EXCERPTED RECORDS:

## START

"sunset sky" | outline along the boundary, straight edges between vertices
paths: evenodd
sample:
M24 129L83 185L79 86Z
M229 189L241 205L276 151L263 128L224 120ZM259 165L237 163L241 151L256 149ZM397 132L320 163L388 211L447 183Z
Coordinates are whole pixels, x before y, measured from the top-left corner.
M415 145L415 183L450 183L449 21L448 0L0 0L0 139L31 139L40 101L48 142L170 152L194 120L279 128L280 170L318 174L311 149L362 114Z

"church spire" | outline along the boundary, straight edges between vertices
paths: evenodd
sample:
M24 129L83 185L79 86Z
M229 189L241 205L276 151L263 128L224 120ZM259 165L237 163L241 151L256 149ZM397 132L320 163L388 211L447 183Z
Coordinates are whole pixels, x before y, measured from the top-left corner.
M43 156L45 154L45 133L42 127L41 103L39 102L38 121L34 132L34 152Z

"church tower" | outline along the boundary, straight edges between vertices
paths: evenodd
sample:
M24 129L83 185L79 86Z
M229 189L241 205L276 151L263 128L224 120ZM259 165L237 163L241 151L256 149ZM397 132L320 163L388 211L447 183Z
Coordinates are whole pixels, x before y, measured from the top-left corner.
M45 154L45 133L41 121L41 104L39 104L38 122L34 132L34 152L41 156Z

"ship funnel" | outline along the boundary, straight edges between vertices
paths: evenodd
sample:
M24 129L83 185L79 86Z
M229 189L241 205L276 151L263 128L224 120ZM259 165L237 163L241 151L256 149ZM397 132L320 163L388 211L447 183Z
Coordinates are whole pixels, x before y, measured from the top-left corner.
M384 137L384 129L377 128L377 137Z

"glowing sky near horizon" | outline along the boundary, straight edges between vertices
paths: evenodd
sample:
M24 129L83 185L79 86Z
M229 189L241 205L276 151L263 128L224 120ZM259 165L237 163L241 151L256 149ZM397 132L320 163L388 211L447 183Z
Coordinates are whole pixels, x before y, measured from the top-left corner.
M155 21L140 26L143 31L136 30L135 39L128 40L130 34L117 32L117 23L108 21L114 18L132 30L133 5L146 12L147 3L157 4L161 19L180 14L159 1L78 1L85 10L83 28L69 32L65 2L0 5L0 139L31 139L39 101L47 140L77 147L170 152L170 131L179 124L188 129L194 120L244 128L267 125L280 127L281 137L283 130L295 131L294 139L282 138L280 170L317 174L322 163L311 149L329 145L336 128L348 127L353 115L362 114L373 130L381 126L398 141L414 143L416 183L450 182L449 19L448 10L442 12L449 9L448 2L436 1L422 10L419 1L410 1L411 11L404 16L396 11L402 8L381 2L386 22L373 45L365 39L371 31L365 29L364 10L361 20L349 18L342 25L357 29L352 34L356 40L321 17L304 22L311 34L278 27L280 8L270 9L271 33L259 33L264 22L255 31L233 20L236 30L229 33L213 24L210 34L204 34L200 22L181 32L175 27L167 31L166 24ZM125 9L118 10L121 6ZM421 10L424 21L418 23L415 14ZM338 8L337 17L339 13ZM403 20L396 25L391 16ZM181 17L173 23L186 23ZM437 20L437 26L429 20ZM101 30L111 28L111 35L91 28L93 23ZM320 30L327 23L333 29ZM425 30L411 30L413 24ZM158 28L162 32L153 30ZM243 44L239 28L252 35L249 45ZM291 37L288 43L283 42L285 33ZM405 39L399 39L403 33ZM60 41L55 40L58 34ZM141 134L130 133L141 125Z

## END

TASK STATEMENT:
Please render every line of the rows above as a JSON list of strings, one string per line, with blank lines omitted.

ANSWER TO THE PROBLEM:
[
  "\"sunset sky\" | outline along the boundary, straight edges between vertices",
  "paths: evenodd",
  "sample:",
  "M24 129L83 185L79 86Z",
  "M229 189L241 205L276 151L263 128L224 120ZM259 165L237 163L241 151L256 149ZM397 132L320 163L388 211L447 183Z",
  "Coordinates are whole pixels, x before y, measured from the top-left corner.",
  "M415 145L415 183L450 183L449 21L448 0L0 0L0 139L31 139L40 101L48 142L170 152L194 120L279 128L280 170L318 174L311 149L362 114Z",
  "\"church spire\" | outline along the boundary, straight edges between vertices",
  "paths: evenodd",
  "sample:",
  "M24 129L83 185L79 86Z",
  "M229 189L241 205L276 151L263 128L224 120ZM259 165L237 163L241 151L256 149ZM397 132L320 163L388 211L447 183Z",
  "Coordinates are whole pixels, x before y, measured from the top-left corner.",
  "M43 156L45 154L45 133L42 127L41 103L39 102L38 121L34 132L34 152Z",
  "\"church tower\" | outline along the boundary, straight edges between vertices",
  "paths: evenodd",
  "sample:",
  "M24 129L83 185L79 86Z",
  "M229 189L241 205L276 151L263 128L224 120ZM259 165L237 163L241 151L256 149ZM397 132L320 163L388 211L447 183Z",
  "Coordinates are whole pixels, x before y, measured from the top-left corner.",
  "M45 154L45 133L41 121L41 104L39 104L38 122L34 132L34 152L41 156Z",
  "\"ship funnel\" | outline along the boundary, straight edges between vertices",
  "paths: evenodd",
  "sample:",
  "M24 129L83 185L79 86Z",
  "M229 189L241 205L276 151L263 128L224 120ZM259 165L237 163L241 151L256 149ZM397 132L320 163L388 211L447 183Z",
  "Coordinates are whole pixels, x before y, measured from the top-left corner.",
  "M384 137L384 129L377 128L377 137Z",
  "\"glowing sky near horizon\" | outline along the boundary, straight edges between vertices",
  "paths: evenodd",
  "sample:",
  "M24 129L83 185L79 86Z",
  "M229 189L241 205L276 151L263 128L224 120ZM259 165L237 163L241 151L256 149ZM397 132L320 163L388 211L447 183Z",
  "Coordinates are whole pixels, x before y, measured from the top-left corner.",
  "M155 21L140 26L143 31L136 30L135 39L128 40L130 34L117 32L117 23L108 21L114 18L132 30L133 5L146 12L147 3L157 4L161 19L180 14L159 1L78 1L85 10L83 28L69 32L65 2L0 5L0 139L31 139L39 101L47 140L77 147L170 152L170 131L179 124L188 129L194 120L244 128L267 125L280 127L281 137L283 130L295 131L294 139L282 138L280 170L317 174L322 163L311 149L329 145L336 128L348 127L353 115L362 114L373 130L381 126L398 141L414 143L416 183L450 182L449 19L448 10L442 12L449 9L448 2L436 1L422 10L419 1L410 1L411 11L404 16L396 11L402 8L381 2L386 22L373 45L365 39L371 31L365 29L364 10L361 20L349 18L342 25L357 29L352 34L356 40L321 17L304 22L311 34L278 27L280 8L270 9L271 33L259 33L264 22L255 31L233 20L236 30L229 33L213 24L210 34L204 34L200 22L181 32L175 27L167 31L166 24ZM125 9L118 10L121 6ZM421 10L424 21L418 23L415 14ZM338 8L337 17L339 13ZM403 20L396 25L391 16ZM181 17L173 23L186 23ZM437 20L437 26L429 20ZM101 30L111 28L111 35L91 28L93 23ZM320 30L327 23L333 29ZM425 30L411 30L413 24ZM158 28L162 32L153 30ZM243 44L239 28L252 35L249 45ZM291 37L288 43L283 42L285 33ZM405 39L399 39L403 33ZM60 41L55 40L58 34ZM141 134L130 133L141 125Z"
]